**GOAL:** Retype all the records with nothing changed.
[start]
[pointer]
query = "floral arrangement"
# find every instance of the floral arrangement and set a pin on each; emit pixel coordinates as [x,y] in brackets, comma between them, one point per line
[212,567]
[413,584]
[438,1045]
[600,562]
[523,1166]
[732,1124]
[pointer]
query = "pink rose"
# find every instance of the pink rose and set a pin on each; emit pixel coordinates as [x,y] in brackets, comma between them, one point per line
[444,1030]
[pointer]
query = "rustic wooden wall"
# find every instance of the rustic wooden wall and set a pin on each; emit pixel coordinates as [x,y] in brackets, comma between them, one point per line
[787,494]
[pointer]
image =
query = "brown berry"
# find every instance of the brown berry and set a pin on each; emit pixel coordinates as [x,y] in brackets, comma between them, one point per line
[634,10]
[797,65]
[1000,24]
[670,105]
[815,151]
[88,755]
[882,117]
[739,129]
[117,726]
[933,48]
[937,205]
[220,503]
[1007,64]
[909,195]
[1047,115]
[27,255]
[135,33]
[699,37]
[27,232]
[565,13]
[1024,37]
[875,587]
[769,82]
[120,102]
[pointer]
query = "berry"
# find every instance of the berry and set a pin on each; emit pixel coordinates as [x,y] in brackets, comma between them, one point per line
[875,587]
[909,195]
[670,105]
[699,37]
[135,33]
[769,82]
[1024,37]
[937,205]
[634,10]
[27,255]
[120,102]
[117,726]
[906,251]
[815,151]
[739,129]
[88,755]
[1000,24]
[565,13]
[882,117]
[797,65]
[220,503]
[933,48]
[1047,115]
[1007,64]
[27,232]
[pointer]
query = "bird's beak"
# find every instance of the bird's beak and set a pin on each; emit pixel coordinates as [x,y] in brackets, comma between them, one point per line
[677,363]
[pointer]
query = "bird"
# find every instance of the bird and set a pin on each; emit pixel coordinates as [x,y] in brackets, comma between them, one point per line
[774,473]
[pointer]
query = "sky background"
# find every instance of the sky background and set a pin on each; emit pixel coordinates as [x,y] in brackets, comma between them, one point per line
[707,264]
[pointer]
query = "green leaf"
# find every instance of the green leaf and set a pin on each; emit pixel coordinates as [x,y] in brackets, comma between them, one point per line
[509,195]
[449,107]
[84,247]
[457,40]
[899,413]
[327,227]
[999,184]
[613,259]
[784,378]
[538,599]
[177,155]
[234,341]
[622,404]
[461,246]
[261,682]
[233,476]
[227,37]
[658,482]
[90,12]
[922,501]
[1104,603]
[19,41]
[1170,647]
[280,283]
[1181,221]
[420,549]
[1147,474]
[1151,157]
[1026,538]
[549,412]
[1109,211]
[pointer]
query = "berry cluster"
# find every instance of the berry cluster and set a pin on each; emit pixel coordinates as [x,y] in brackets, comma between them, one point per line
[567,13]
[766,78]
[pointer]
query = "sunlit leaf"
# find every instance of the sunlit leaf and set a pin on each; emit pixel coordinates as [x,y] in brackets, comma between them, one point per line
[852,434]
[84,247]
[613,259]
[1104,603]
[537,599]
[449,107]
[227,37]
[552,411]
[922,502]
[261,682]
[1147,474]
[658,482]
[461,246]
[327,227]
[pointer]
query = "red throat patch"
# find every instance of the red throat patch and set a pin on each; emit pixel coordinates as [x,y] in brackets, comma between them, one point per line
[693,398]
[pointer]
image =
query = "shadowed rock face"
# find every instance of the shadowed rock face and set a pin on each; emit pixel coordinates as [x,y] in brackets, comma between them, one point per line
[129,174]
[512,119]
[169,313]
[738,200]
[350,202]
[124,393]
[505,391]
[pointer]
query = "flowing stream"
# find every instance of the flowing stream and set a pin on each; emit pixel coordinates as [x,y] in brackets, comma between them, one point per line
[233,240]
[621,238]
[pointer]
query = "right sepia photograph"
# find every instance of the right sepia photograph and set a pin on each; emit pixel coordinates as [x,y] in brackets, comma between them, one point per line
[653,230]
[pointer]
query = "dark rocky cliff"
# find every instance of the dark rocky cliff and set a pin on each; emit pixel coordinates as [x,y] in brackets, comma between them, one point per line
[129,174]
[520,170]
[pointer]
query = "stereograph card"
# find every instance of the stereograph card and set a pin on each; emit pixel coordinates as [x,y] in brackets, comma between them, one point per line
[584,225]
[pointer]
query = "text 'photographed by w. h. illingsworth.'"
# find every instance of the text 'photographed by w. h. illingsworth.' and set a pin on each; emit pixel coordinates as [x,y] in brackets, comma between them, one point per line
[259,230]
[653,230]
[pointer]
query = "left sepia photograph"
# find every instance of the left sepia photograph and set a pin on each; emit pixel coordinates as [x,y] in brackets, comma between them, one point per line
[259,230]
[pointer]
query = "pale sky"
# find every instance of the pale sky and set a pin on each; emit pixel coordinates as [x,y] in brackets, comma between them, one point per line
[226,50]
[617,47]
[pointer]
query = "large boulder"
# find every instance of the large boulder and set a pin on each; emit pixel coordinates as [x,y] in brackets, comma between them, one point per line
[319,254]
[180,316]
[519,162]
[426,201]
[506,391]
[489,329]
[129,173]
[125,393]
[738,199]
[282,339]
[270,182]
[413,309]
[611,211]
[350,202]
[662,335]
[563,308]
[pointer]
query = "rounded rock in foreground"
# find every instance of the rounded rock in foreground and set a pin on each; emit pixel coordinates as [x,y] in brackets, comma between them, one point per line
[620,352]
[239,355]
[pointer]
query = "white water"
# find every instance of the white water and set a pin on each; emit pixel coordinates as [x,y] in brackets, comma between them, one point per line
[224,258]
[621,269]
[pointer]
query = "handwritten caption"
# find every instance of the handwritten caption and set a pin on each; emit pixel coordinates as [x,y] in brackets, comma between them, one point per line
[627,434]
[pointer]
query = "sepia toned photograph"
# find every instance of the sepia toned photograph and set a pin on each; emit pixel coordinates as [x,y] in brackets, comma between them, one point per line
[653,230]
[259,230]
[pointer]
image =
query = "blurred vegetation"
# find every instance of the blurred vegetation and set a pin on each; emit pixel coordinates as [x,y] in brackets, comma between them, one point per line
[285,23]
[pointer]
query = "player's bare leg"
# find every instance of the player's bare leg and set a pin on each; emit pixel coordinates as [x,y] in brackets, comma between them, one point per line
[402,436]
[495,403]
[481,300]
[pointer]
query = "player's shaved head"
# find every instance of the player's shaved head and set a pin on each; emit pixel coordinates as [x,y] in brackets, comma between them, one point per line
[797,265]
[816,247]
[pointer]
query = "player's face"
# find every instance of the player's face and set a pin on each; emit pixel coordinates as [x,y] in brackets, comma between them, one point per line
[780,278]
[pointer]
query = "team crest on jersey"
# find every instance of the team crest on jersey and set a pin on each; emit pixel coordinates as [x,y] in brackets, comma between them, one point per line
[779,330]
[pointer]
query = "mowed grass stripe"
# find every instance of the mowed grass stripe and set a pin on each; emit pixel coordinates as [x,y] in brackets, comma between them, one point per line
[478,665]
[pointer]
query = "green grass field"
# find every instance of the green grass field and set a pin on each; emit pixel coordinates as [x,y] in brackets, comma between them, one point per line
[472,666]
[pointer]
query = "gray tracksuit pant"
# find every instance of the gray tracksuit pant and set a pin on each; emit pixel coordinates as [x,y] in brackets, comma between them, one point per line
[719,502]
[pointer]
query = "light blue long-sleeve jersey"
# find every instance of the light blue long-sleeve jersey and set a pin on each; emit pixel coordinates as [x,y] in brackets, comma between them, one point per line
[end]
**SOLUTION:**
[pointer]
query = "floral arrangement"
# find every instance of the floral arrangement and set a pin on each; emit pixel coordinates as [x,y] in brackets, comma between them, one point per line
[212,567]
[413,584]
[438,1045]
[600,562]
[523,1166]
[732,1124]
[pointer]
query = "pink rose"
# find every instance of the pink rose and set a pin on each; emit pixel coordinates as [x,y] in brackets, comma between them, one point per line
[444,1030]
[pointer]
query = "rustic wooden wall"
# find every instance of the rustic wooden wall and set a pin on each; emit pixel coordinates as [x,y] in brackets, comma between them, one point per line
[787,494]
[pointer]
image =
query = "brown berry"
# find every instance of the brown berry and set a pin on each; emit pixel coordinates as [x,y] in brackets, comma between them, one point per line
[634,10]
[797,65]
[1000,24]
[670,105]
[815,151]
[88,755]
[882,117]
[739,129]
[117,726]
[933,48]
[937,205]
[220,503]
[1007,64]
[909,195]
[1047,115]
[27,255]
[135,33]
[699,37]
[27,232]
[565,13]
[1024,37]
[875,587]
[769,82]
[120,102]
[pointer]
query = "berry"
# find every instance of the berry and set a pin on each; emit pixel coordinates as [x,y] in brackets, comma between them, one point per line
[875,587]
[909,195]
[670,105]
[699,37]
[135,33]
[769,82]
[1024,37]
[937,205]
[634,10]
[27,255]
[120,102]
[117,726]
[906,251]
[815,151]
[739,129]
[88,755]
[1000,24]
[565,13]
[882,117]
[797,65]
[220,503]
[933,48]
[1047,115]
[1007,64]
[27,232]
[pointer]
query = "bird's beak"
# find every instance of the bird's beak and set a pin on each; emit pixel coordinates as [x,y] in brackets, comma between them, one point per line
[677,363]
[pointer]
query = "bird"
# find every instance of the bird and set a pin on each; emit pixel coordinates as [x,y] in brackets, comma between them, one point per line
[774,473]
[pointer]
query = "sky background"
# find every instance of the sky background and set a pin on each; emit pixel coordinates as [x,y] in brackets, comma between them, one point per line
[707,264]
[pointer]
query = "green leaf"
# find every instance of the green leaf and set a pin on each; emit pixel coordinates as [x,y] in brackets, comma between them, one point per line
[509,195]
[449,107]
[84,247]
[457,40]
[899,413]
[327,227]
[999,184]
[613,259]
[784,378]
[538,599]
[177,155]
[234,341]
[622,404]
[461,246]
[261,682]
[233,476]
[227,37]
[658,482]
[90,12]
[922,501]
[1104,603]
[19,41]
[1170,647]
[280,283]
[1181,221]
[420,549]
[1147,474]
[1151,157]
[1026,538]
[549,412]
[1109,211]
[pointer]
query = "berry cluster"
# find every instance of the berry cluster and set a pin on each; emit pixel coordinates as [x,y] in brackets, comma between them, one point per line
[567,13]
[766,78]
[pointer]
query = "sunlit leaf"
# find every instance of the sunlit leaf and set a pin on each; emit pixel coordinates as [x,y] in brackets, comma between them, one point per line
[852,434]
[84,247]
[613,259]
[1104,603]
[537,599]
[449,107]
[227,37]
[552,411]
[922,502]
[261,682]
[1147,474]
[658,482]
[461,246]
[327,227]
[pointer]
query = "red throat patch"
# find every instance of the red throat patch and set a pin on each; emit pixel coordinates as [x,y] in brackets, comma between them, one point per line
[693,398]
[pointer]
image =
query = "shadowed rock face"
# find every instance of the shadowed rock face and set a pin on each; emit pixel coordinates as [x,y] in brackets, comma between them, one point per line
[129,174]
[512,119]
[169,313]
[738,200]
[350,202]
[124,393]
[505,391]
[pointer]
query = "flowing stream"
# find every instance of the flowing stream and set a pin on each; emit pixel coordinates as [x,y] in brackets, comma between them, one point per line
[233,240]
[621,238]
[pointer]
query = "right sepia photograph"
# find every instance of the right sepia photograph and set a pin on each; emit pixel coordinates as [x,y] in brackets, comma between them, one point per line
[653,230]
[pointer]
query = "dark rocky cliff"
# find every instance of the dark rocky cliff and set a pin on each; emit pixel coordinates as [x,y] in brackets, comma between them, one point per line
[129,174]
[520,170]
[pointer]
query = "stereograph card"
# find every instance of the stereograph card and set a pin on each; emit pixel coordinates as [x,y] in brackets, comma between them, one point per line
[584,225]
[pointer]
query = "text 'photographed by w. h. illingsworth.'"
# find every instance of the text 'photographed by w. h. illingsworth.' and set a pin on each; emit pixel coordinates as [x,y] in brackets, comma between them, one point per line
[259,230]
[653,230]
[pointer]
query = "left sepia photograph"
# find every instance of the left sepia photograph and set a pin on each; emit pixel coordinates as [x,y] in brackets, comma between them, one point per line
[259,230]
[pointer]
query = "pale sky"
# find every instance of the pale sky and set a pin on each; emit pixel coordinates as [x,y] in brackets, comma between them, one point per line
[226,50]
[617,47]
[pointer]
query = "large boulder"
# find every instance of the large boulder and set a pin on each; emit pixel coordinates as [x,y] in brackets, comma between them, one point per line
[319,254]
[180,316]
[519,162]
[426,201]
[506,391]
[489,329]
[129,173]
[125,393]
[738,199]
[282,339]
[270,182]
[413,309]
[611,211]
[350,202]
[662,335]
[563,308]
[pointer]
query = "rounded rock in foreground"
# find every instance of the rounded rock in foreground and set a pin on each; emit pixel coordinates as [x,y] in brackets, comma between them, one point per line
[620,352]
[239,355]
[pointer]
query = "white water"
# find every instance of the white water and set a pin on each; emit pixel coordinates as [x,y] in brackets, comma between them, one point per line
[224,258]
[621,269]
[pointer]
query = "handwritten caption"
# find every instance of the handwritten caption and set a pin on each; emit pixel coordinates as [x,y] in brackets, comma between them, one point per line
[627,434]
[pointer]
query = "sepia toned photograph"
# find every instance of the sepia toned photograph and set a pin on each; emit pixel coordinates as [x,y] in brackets, comma between them, one point per line
[653,230]
[259,230]
[pointer]
image =
query = "blurred vegetation"
# find every instance of the blurred vegetation and set a pin on each; emit pixel coordinates as [x,y] in brackets, comma between them, one point per line
[285,23]
[pointer]
query = "player's bare leg"
# find every instance of the player's bare leg and set a pin on each; emit pixel coordinates as [x,y] in brackets, comma between them, one point per line
[402,436]
[495,403]
[481,300]
[pointer]
query = "player's shaved head"
# find every instance of the player's shaved head and set a pin on each; emit pixel coordinates as [x,y] in brackets, comma between them, one point per line
[797,265]
[816,247]
[pointer]
query = "player's face"
# find every instance of the player's face and set a pin on each; emit pixel coordinates as [x,y] in brackets, comma between them, one point per line
[780,278]
[pointer]
query = "team crest on jersey"
# find every instance of the team crest on jersey and set a pin on each; emit pixel coordinates as [x,y] in brackets, comma between them, one point per line
[779,330]
[pointer]
query = "mowed grass stripe"
# find every instance of the mowed grass stripe and set a pin on each; emit pixel coordinates as [x,y] in brackets, comma between them, one point per line
[478,665]
[pointer]
query = "green grass field"
# find every instance of the green grass field and set a pin on each; emit pixel coordinates as [x,y] in brackets, comma between them, one point per line
[472,666]
[pointer]
query = "gray tracksuit pant"
# find every instance of the gray tracksuit pant and set a pin on each; emit pixel coordinates as [x,y] in brackets, comma between them, one point per line
[719,502]
[pointer]
query = "light blue long-sleeve jersey"
# find every instance of the light blue long-sleeve jersey and set a pin on each; emit pixel coordinates as [x,y] in brackets, comma between them, one point per line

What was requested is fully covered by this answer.